::: EXTRACTED RECORDS
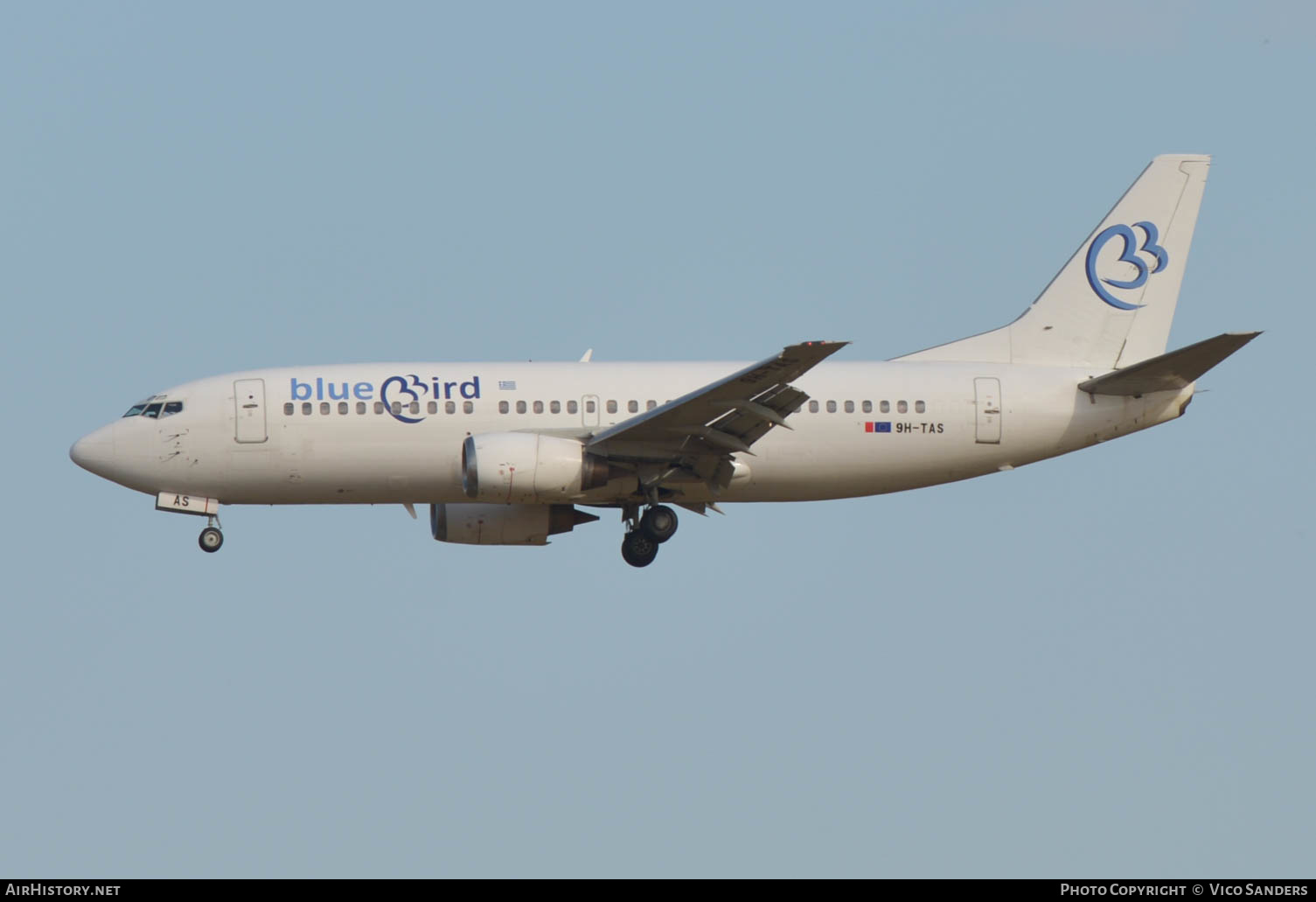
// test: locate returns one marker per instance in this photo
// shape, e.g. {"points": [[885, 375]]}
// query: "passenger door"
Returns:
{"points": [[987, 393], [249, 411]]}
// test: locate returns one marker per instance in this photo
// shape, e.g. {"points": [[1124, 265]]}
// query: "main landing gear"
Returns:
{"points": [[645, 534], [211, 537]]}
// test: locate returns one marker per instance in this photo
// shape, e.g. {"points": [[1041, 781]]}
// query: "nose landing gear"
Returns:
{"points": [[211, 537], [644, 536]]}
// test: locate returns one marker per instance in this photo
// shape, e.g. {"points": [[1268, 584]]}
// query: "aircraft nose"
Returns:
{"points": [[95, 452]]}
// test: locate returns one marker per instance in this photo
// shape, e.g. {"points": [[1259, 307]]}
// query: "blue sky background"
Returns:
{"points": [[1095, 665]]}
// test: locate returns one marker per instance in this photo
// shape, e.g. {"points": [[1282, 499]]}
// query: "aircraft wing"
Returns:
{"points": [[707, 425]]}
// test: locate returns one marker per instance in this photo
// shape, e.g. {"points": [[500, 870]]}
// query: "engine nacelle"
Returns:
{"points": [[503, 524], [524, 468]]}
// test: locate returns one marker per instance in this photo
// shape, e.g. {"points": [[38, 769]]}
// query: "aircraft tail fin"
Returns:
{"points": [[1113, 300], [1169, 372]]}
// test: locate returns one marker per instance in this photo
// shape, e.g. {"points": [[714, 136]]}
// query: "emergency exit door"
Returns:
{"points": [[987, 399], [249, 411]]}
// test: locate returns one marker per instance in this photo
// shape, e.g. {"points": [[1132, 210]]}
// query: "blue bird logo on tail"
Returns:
::::::
AIM OF THE EXERCISE
Reproduce every line of the entries above without any changes, and leave out the pictures.

ANSWER TO THE EXERCISE
// test: locate returns one marker per instance in this photo
// shape, e.g. {"points": [[885, 375]]}
// query: "passenger door"
Returns:
{"points": [[987, 393], [249, 411]]}
// test: locate returns one marker per instance in this photo
// shape, e.g. {"points": [[1124, 265]]}
// query: "main landing gear"
Returns:
{"points": [[645, 534], [211, 537]]}
// test: locate returns one marker per instance in this photo
// shape, e.g. {"points": [[1041, 781]]}
// query: "nose landing gear"
Returns:
{"points": [[211, 537], [644, 536]]}
// test: locate returns one marker per instance in this photo
// shape, e.g. {"points": [[1268, 584]]}
// query: "aircraft nose"
Returns:
{"points": [[95, 452]]}
// test: locate returns one marker per instance in this photo
// shape, e.g. {"points": [[1259, 307]]}
// query: "blue sky background"
Returns:
{"points": [[1095, 665]]}
// test: locate returns one marker per instance in this photo
// shape, e.g. {"points": [[1282, 499]]}
// query: "aircraft wing"
Returns:
{"points": [[707, 425]]}
// test: locate returns one marker per instance in this photo
// shape, e.g. {"points": [[500, 870]]}
// query: "engine nacelle"
Returns:
{"points": [[503, 524], [524, 468]]}
// test: locate returns one marker per instance in this photo
// shape, e.g. {"points": [[38, 769]]}
// query: "aircraft tail fin"
Returns:
{"points": [[1113, 300], [1169, 372]]}
// test: locate returns one marker per instance in this photo
// shape, e.g. {"points": [[714, 136]]}
// query: "emergency exit door"
Returns:
{"points": [[987, 399], [249, 411]]}
// test: locate returns one marker per instance in this photo
// shape, e.g. {"points": [[1132, 210]]}
// query: "blue bird logo on tail"
Returns:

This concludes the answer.